■ **Available data**:

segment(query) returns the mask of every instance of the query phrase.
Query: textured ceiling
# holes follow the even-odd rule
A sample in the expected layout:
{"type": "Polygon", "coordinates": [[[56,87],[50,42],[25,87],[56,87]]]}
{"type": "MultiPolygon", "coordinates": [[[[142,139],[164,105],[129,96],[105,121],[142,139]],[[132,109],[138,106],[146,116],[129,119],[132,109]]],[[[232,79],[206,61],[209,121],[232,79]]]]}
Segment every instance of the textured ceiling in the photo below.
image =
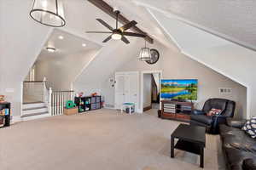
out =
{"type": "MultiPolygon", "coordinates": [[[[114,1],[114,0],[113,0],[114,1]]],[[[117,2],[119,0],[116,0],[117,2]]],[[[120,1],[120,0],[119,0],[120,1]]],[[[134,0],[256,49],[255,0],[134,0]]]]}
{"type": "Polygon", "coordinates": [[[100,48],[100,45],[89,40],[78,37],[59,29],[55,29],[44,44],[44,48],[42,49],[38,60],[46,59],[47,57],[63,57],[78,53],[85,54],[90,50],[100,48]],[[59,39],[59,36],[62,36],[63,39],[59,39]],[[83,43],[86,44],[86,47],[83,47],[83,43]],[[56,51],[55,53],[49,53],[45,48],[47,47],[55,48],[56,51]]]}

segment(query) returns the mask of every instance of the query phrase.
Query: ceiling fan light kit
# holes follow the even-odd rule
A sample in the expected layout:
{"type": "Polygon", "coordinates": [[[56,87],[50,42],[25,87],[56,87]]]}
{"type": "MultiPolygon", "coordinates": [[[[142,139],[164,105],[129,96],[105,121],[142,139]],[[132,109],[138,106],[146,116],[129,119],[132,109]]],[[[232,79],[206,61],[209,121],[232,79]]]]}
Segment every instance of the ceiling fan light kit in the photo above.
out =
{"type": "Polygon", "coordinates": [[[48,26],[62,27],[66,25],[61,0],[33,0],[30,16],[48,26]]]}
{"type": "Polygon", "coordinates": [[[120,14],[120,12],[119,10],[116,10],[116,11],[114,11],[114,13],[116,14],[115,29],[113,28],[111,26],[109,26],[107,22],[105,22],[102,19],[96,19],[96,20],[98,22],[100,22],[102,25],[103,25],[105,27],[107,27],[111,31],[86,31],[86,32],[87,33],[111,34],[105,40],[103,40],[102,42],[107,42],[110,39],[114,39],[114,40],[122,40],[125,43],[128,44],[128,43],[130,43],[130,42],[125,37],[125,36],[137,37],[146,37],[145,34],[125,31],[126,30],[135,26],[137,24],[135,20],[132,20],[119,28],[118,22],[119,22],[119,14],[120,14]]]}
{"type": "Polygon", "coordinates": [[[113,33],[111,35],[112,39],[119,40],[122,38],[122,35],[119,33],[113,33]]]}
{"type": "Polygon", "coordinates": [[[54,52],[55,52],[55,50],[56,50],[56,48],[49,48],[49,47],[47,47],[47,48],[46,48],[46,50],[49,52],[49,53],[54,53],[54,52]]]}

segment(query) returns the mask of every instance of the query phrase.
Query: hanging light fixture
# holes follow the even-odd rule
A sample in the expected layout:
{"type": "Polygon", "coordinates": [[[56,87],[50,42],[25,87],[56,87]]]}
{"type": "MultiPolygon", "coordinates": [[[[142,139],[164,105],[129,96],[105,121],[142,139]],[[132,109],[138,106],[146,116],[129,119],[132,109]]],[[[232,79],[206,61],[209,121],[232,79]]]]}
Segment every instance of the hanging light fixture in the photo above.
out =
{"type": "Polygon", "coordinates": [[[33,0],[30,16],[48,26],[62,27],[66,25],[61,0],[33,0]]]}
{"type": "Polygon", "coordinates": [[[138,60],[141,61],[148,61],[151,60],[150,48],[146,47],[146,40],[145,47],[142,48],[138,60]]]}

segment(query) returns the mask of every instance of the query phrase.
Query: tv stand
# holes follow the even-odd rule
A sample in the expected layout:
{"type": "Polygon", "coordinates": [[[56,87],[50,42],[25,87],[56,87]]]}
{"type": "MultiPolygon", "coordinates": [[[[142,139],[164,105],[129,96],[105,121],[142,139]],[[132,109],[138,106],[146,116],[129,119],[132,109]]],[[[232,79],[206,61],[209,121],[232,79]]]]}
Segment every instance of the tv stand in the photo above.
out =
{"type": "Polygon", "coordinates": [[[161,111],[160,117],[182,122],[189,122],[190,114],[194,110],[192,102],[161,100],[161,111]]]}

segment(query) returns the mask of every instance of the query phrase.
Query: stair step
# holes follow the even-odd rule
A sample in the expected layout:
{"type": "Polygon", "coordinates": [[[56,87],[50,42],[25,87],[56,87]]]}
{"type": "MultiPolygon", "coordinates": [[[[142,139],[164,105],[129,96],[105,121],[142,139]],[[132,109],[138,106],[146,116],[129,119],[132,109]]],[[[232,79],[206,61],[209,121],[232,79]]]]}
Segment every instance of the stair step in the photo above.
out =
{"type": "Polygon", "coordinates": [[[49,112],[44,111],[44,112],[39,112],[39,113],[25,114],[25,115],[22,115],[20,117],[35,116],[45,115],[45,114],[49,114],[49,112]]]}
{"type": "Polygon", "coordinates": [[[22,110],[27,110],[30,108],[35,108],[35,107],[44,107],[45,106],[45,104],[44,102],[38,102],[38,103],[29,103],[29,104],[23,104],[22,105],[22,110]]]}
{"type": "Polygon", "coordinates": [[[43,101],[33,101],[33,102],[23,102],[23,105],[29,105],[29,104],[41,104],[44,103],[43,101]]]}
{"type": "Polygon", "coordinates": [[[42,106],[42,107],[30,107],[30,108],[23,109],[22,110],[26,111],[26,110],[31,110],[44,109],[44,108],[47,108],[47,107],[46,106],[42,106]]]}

--

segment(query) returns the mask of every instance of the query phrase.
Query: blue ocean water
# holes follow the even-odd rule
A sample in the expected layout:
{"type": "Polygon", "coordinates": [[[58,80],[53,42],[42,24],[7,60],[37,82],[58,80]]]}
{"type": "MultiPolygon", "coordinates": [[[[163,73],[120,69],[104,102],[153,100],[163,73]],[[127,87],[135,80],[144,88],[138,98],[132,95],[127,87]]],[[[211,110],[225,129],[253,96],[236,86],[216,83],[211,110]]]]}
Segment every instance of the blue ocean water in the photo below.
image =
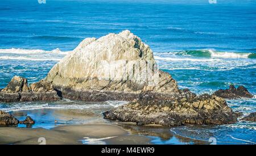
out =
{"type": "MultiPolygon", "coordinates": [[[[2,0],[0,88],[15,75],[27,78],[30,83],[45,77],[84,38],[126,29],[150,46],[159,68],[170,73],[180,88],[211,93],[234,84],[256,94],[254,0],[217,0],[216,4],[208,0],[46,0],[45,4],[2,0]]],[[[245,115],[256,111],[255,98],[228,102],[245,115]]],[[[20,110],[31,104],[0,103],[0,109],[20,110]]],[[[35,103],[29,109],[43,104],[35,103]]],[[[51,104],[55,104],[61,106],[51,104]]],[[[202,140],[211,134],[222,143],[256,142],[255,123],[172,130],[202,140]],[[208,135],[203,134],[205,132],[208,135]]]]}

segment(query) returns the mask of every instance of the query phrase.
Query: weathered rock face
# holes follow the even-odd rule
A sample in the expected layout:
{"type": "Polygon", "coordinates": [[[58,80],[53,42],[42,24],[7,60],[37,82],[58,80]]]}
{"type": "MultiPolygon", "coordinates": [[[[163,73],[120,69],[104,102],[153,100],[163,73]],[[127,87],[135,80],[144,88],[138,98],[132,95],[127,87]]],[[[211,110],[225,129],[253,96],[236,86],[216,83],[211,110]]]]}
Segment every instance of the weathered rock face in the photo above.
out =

---

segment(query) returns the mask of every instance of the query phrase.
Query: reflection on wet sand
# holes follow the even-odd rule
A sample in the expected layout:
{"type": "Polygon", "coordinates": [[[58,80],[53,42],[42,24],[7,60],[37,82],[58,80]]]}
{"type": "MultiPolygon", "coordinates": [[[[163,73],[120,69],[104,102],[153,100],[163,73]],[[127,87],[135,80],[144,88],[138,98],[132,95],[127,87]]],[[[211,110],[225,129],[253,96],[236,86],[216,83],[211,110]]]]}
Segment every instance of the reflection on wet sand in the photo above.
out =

■ **What the task requires**:
Pull out every line of the records that contains the word "light". Case counts.

■ **Task response**:
Query: ceiling fan light kit
Segment every instance of the ceiling fan light kit in the photo above.
Query: hanging light fixture
Segment every instance of the hanging light fixture in the photo above.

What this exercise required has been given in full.